◆ Excerpted text ◆
Start of Block

What I can do I will try to fix my json stuff. I don't think that it will be 100% compatible with all the json files, but hopefully I will make from it as much as I can. The main design idea was to create a easy to use parser. To get the data easy after it is in memory. Maybe the structure what I have created is not enough. I have added a vector for single items and as I said the parser is working now, but to format the output is much harder. I don't know when I will done with it.
I have tested with some json files, but obviously it was not enough.
My test criteria was that what "python3 -m json.tool" can understand, it should work with my stuff as well. So I need to improve it.
Later we can talk about other things...like AI.

[algoravioli]

I can work on some of the activation functions proposed, as I had already been working on them: GeLU, swish, mish, CDELU, SELU. I can check to see if softmax and softplus is possible/already done.

[brightening-eyes]

@jatinchowdhury18
thanks for your complete reply
the reason that I proposed fft related stuff was to make rtneural more complete, like onnx and its coverage.
for things like channelShuffle, it can work in 1d related stuff as well. channelShuffle is used alongside grouped convolutions.
things like repeat/transpose etc are like this. it can change the order of channel/time or time/channels etc or to repeat a matrix in a given axis.
or for slice, it can slice a matrix into a vector of matrices. this can be used for GLU activation stuff.

[janaboy74]

I see.

End of Block

◆ Task to carry out ◆
In the forum thread, why was adding FFT-related functionality to RTNeural proposed? Rely only on the forum thread for what comes next.

◆ Available data ◆
Start of Block

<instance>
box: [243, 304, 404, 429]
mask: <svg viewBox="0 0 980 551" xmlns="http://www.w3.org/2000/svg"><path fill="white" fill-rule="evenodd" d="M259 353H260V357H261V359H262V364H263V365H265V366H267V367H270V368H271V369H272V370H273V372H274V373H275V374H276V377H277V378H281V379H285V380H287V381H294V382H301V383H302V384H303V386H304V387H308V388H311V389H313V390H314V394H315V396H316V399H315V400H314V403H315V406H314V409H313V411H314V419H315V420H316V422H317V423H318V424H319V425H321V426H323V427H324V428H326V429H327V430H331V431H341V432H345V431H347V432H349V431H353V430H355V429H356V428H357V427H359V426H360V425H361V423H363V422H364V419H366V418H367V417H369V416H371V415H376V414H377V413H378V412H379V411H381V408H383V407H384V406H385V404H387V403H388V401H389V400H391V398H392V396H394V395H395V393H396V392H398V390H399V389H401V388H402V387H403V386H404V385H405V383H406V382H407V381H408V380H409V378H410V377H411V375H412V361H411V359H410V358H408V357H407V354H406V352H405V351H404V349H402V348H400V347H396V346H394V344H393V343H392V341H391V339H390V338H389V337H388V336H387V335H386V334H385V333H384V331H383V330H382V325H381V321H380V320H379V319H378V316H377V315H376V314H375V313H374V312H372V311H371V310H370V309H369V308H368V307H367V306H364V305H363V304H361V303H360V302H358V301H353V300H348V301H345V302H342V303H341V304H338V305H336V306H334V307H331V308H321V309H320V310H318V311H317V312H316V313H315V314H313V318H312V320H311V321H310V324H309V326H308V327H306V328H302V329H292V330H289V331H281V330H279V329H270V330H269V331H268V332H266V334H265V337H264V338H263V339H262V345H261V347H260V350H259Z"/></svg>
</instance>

End of Block

◆ Response to the task ◆
The FFT-related functionality was proposed to make RTNeural more complete, in the way ONNX is in its coverage.